PROBLEM TO SOLVE: The expected output is exactly the lines below, starting at the line with "Need: the innermost point of each instance of the night" and ending at the line with "Target: black coat", both included; no other line belongs in it.

"""

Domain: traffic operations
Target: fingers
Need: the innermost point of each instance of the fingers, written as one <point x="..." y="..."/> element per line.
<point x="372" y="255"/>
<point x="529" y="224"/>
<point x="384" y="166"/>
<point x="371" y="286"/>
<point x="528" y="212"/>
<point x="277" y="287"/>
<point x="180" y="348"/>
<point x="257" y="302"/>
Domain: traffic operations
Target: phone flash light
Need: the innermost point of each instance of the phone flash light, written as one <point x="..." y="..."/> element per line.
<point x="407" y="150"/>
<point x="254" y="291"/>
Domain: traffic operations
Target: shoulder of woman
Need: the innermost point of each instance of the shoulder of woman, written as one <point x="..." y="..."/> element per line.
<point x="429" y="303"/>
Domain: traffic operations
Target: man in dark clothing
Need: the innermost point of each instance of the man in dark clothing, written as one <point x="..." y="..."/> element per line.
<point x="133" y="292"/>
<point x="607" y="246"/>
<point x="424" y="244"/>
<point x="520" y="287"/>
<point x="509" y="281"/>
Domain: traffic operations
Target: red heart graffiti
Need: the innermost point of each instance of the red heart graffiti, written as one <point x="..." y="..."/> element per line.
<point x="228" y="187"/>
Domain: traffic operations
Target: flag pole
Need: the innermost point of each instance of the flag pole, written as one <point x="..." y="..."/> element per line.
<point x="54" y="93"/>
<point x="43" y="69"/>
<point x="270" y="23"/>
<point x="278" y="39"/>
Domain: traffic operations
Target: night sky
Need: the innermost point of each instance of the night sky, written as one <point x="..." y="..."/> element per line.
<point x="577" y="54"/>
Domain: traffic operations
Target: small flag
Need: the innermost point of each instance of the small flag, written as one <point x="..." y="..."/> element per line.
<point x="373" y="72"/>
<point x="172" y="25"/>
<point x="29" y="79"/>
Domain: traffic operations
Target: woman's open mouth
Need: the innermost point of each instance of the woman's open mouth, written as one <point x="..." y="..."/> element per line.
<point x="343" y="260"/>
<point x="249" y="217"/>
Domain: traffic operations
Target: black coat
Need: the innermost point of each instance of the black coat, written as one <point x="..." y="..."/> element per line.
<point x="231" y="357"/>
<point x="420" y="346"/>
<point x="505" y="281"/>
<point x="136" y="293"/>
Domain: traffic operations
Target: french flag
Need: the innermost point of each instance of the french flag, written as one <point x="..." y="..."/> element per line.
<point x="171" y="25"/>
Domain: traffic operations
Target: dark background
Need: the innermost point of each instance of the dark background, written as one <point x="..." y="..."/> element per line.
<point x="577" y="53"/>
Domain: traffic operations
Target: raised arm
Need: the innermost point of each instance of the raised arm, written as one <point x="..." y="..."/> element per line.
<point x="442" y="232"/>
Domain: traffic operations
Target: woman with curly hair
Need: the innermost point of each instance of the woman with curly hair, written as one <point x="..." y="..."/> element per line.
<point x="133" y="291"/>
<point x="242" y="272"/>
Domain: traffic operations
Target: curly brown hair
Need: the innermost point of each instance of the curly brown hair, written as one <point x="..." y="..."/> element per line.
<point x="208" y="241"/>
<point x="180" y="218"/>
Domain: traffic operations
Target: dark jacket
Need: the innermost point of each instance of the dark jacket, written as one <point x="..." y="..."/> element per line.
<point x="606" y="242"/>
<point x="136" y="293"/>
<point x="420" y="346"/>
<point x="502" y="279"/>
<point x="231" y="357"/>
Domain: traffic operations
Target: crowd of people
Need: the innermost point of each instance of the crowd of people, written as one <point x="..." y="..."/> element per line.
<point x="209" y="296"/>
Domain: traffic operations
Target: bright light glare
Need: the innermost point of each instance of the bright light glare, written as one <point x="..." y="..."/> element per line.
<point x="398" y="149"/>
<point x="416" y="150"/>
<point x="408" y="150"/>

"""

EXERCISE SOLUTION:
Need: the innermost point of each instance of the night sky, written as one <point x="..." y="..."/> element per line.
<point x="577" y="54"/>
Domain: traffic operations
Target: small flag
Need: the innermost point of each instance of the small flag, written as one <point x="..." y="..."/> element per line.
<point x="373" y="72"/>
<point x="172" y="25"/>
<point x="29" y="79"/>
Domain: traffic operations
Target: woman's open mouth
Need: the innermost point of each instance of the woman's open mouth, written as one <point x="..." y="..."/> element per line.
<point x="343" y="260"/>
<point x="249" y="217"/>
Domain: traffic operations
Target: black coat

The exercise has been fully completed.